▶ **Items from a data source**:
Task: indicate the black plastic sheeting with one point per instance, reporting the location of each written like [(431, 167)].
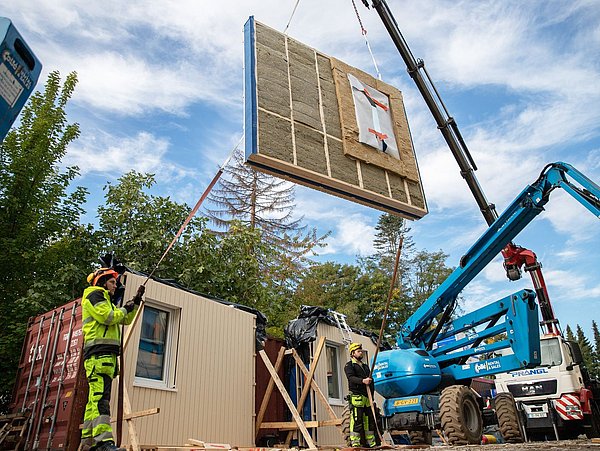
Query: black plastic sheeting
[(303, 329), (261, 320)]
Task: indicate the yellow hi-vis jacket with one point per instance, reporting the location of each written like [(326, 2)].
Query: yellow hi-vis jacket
[(101, 320)]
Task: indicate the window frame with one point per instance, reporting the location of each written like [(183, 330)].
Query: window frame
[(338, 348), (168, 381)]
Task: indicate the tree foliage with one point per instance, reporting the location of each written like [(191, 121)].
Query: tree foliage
[(260, 201), (45, 248), (586, 348)]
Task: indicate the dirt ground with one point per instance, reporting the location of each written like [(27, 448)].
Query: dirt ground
[(532, 446)]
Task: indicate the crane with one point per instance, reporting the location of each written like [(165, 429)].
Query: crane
[(516, 258)]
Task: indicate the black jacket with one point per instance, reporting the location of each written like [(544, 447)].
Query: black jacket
[(356, 372)]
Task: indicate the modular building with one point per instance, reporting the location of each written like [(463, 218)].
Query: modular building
[(191, 356), (304, 334)]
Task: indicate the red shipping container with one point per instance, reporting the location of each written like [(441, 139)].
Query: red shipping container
[(51, 384)]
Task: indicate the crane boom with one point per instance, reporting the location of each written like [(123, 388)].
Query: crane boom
[(515, 257)]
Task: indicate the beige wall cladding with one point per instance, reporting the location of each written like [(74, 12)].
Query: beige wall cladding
[(213, 397), (301, 125), (330, 435)]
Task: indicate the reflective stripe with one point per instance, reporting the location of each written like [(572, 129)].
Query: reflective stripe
[(103, 437), (101, 341), (101, 419)]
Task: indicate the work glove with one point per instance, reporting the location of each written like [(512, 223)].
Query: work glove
[(137, 300)]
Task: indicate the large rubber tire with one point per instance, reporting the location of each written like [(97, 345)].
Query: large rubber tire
[(460, 415), (420, 437), (346, 425), (508, 418)]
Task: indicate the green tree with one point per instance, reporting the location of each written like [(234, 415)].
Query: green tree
[(595, 370), (267, 204), (45, 249), (585, 346), (569, 334), (389, 230), (138, 226)]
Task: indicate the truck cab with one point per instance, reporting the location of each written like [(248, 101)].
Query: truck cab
[(556, 399)]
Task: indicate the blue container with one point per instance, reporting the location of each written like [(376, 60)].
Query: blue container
[(404, 372), (19, 72)]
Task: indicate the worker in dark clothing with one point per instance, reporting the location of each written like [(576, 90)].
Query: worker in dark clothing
[(359, 381), (101, 321)]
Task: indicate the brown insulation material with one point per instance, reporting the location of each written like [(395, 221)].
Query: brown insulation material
[(307, 93), (277, 132), (342, 167), (374, 179), (397, 187), (308, 144), (416, 197)]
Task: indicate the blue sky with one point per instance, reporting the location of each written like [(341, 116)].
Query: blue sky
[(161, 90)]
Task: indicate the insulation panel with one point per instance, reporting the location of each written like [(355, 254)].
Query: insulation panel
[(317, 121)]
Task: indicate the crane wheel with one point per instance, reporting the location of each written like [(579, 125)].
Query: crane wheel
[(420, 437), (460, 416), (508, 418)]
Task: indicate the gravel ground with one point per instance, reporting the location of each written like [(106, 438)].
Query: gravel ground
[(531, 446)]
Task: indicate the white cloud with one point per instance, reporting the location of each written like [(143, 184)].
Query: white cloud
[(112, 155)]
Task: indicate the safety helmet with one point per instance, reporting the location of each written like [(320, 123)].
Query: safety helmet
[(94, 277), (354, 346)]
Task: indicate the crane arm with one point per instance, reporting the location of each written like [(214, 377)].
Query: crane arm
[(515, 218)]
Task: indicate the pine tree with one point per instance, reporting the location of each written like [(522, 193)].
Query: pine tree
[(389, 230), (586, 348), (265, 203)]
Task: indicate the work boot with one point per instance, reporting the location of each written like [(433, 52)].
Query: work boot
[(109, 445)]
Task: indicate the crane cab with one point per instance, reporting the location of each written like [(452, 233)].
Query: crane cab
[(19, 73)]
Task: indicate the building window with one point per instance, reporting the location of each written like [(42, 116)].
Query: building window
[(333, 372), (157, 349)]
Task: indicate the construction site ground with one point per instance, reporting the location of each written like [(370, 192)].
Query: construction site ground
[(530, 446)]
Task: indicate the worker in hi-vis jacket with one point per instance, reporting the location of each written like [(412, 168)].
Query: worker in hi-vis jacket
[(101, 347), (359, 381)]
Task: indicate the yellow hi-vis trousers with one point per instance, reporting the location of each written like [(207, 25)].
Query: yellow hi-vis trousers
[(100, 371), (361, 420)]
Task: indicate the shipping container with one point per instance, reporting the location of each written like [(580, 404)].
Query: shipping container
[(51, 386)]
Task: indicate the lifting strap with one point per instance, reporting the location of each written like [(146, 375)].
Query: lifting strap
[(363, 31)]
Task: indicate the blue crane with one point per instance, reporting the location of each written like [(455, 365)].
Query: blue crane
[(420, 379)]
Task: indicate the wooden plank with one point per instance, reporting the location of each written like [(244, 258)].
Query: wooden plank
[(138, 414), (307, 383), (291, 425), (287, 399), (133, 440), (268, 392)]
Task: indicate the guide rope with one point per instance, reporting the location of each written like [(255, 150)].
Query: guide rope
[(195, 209), (290, 21), (363, 31)]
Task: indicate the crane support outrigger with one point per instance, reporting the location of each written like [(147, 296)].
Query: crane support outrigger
[(418, 379)]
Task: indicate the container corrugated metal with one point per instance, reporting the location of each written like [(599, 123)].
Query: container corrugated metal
[(50, 383), (211, 395), (276, 409)]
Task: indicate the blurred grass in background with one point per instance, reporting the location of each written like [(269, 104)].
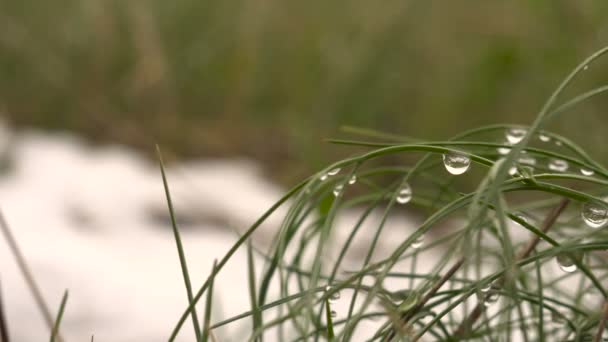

▶ **Exercise objective**: Your answer must be an exact copy of every entry, with the pictures left out.

▶ **Response**:
Task: indicate the black plastic sheeting with one point per instance, reporting the location of each written like [(431, 167)].
Query: black plastic sheeting
[(303, 329), (261, 320)]
Task: indicate the yellow hi-vis jacket with one point per instance, reporting the location of each written like [(326, 2)].
Query: yellow hi-vis jacket
[(101, 320)]
Task: indicate the window frame with one point per instance, reporting the location of each written like [(183, 330)].
Query: window frame
[(338, 348), (168, 381)]
Task: indicate the tree foliage with one point per instance, reporting the location of each written like [(191, 121)].
Query: tree foliage
[(260, 201), (45, 248), (586, 348)]
Task: indicate the dirt ground with one point per instance, reporting the location of each written like [(27, 448)].
Query: dirt ground
[(532, 446)]
Task: indicate the crane with one point per instance, reporting the location of each written like [(165, 429)].
Query: crane
[(516, 258)]
Task: indicate the black jacket with one point per instance, reporting the location of each written like [(544, 447)].
Query: black jacket
[(356, 372)]
Task: indicate the modular building with one point per instance, reporting the location of each written like [(463, 218)].
Query: modular building
[(191, 356), (304, 334)]
Task: indicate the red shipping container with one point per instance, reporting the location of each written like [(441, 139)].
Query: red shipping container
[(51, 384)]
Task: indicate the crane boom with one point per instance, reporting the location of each written like [(123, 388)].
Query: crane boom
[(515, 257)]
Task: indicate the beige wall cladding with one point per instance, reporting the location of each written like [(74, 12)].
Query: beige wall cladding
[(213, 397), (301, 125), (330, 435)]
Task: indicate the reflective stripe with one point per instance, reporting the location of each written like [(572, 129)].
Query: reflective stripe
[(103, 437), (101, 341), (101, 419)]
Task: indicate the work glove with one point per instance, reporting the location of each written like [(512, 223)].
Query: work glove
[(137, 300)]
Task: indicate the large rubber tire with one point per instance, reporting the location of each written like [(97, 345)].
Query: large rubber tire
[(460, 415), (420, 437), (346, 425), (508, 418)]
Task: indicate the green tree with one point per instance, reporting the location of each written like [(234, 415)].
Query: green tree
[(595, 370), (267, 204), (45, 249), (585, 346), (569, 334), (389, 230), (138, 226)]
Task: indicate the truck cab with one point per instance, reporting the location of each written like [(248, 101)].
Query: truck cab
[(556, 399)]
Task: indicate the blue container with one point per instance, reporting the location of each written like [(376, 60)].
Query: blue container
[(404, 372), (19, 72)]
Task: indicate the worker in dark clothing with one point per instance, reporting the location of each written like [(576, 90)].
Query: worker in dark clothing
[(359, 381), (101, 321)]
Task: indicate the brown insulation material with one point per instance, reporting the location of each written like [(395, 221)].
Query: brown insulation material
[(307, 93), (277, 132), (342, 167), (374, 179), (397, 187), (308, 144), (416, 197)]
Task: indicate the blue sky with one point per instance, reporting the location of each written like [(341, 116)].
Query: blue sky
[(161, 90)]
Task: indicate the insulation panel with one point per instance, reporting the location of each written like [(355, 254)].
Query: insulation panel
[(317, 121)]
Task: indicate the crane wheel with one point per instance, reporting the location of each written like [(579, 125)].
Query: crane wheel
[(420, 437), (460, 416), (508, 418)]
Task: indicate the gravel ground with one point per instance, reporting the location of each written like [(106, 438)].
Query: gravel ground
[(531, 446)]
Task: indicate the white cloud with one point per instance, reporting the location of each written like [(143, 184)].
Query: white cloud
[(112, 155)]
Task: indicate the safety helmet with one point per instance, reporting the location of each written like [(320, 123)].
Query: safety helmet
[(94, 277), (354, 346)]
Task: indicate the crane arm with one point per instance, reporting the location of each written like [(214, 377)].
Query: crane arm
[(515, 218)]
Task: indicate the pine tree with one point per instance, reporting the location of each written like [(522, 193)].
Query: pine tree
[(389, 230), (586, 348), (265, 203)]
Task: indicate the work boot with one point per instance, reporting the location of each written like [(433, 52)].
Query: work boot
[(109, 445)]
Task: indicate the crane cab with one point per instance, reporting the location of each written like [(452, 233)].
Query: crane cab
[(19, 73)]
Task: indicate the building window with one point per instance, reporting the location of each written like [(42, 116)].
Query: building window
[(333, 372), (157, 349)]
Task: indicate the construction site ground with one point per instance, reporting the location of each written like [(370, 192)].
Query: construction site ground
[(530, 446)]
Task: indicate the worker in hi-vis jacket with one point per instance, reporting the location of each written like [(412, 168)].
Query: worker in hi-vis jacket
[(101, 347), (359, 381)]
Task: indicate the yellow hi-vis trousers with one point per instance, reporting the location of each written like [(207, 25)].
Query: yellow hi-vis trousers
[(100, 371), (361, 420)]
Task: indicate the shipping container with one point per instance, reporting the location of each written like [(580, 404)].
Query: shipping container
[(51, 386)]
Task: indicate the lifting strap with one point per instance, reporting the location of each written like [(146, 375)].
Query: lifting strap
[(363, 31)]
Task: indicate the blue crane with one point per instance, reporting the location of each written like [(455, 365)].
Query: blue crane
[(420, 379)]
Task: indicate the wooden plank with one point per instance, reporting the location of each written like [(244, 258)].
Query: wooden plank
[(138, 414), (307, 383), (291, 425), (287, 399), (133, 440), (268, 392)]
Task: indicate the guide rope with one point per instance, reporting the location of each written like [(255, 150)].
Query: guide rope
[(195, 209), (290, 21), (363, 31)]
Task: indicate the crane support outrigger with one point per instance, reporting the location of each written like [(147, 296)].
Query: crane support outrigger
[(418, 379)]
Task: indicate the container corrugated metal with one point per instance, reporting the location of each written like [(599, 123)].
Query: container corrugated metal
[(50, 383), (211, 395), (276, 409)]
Task: indicate the blurred grass in background with one point per instance, reporting the location of each written like [(269, 104)].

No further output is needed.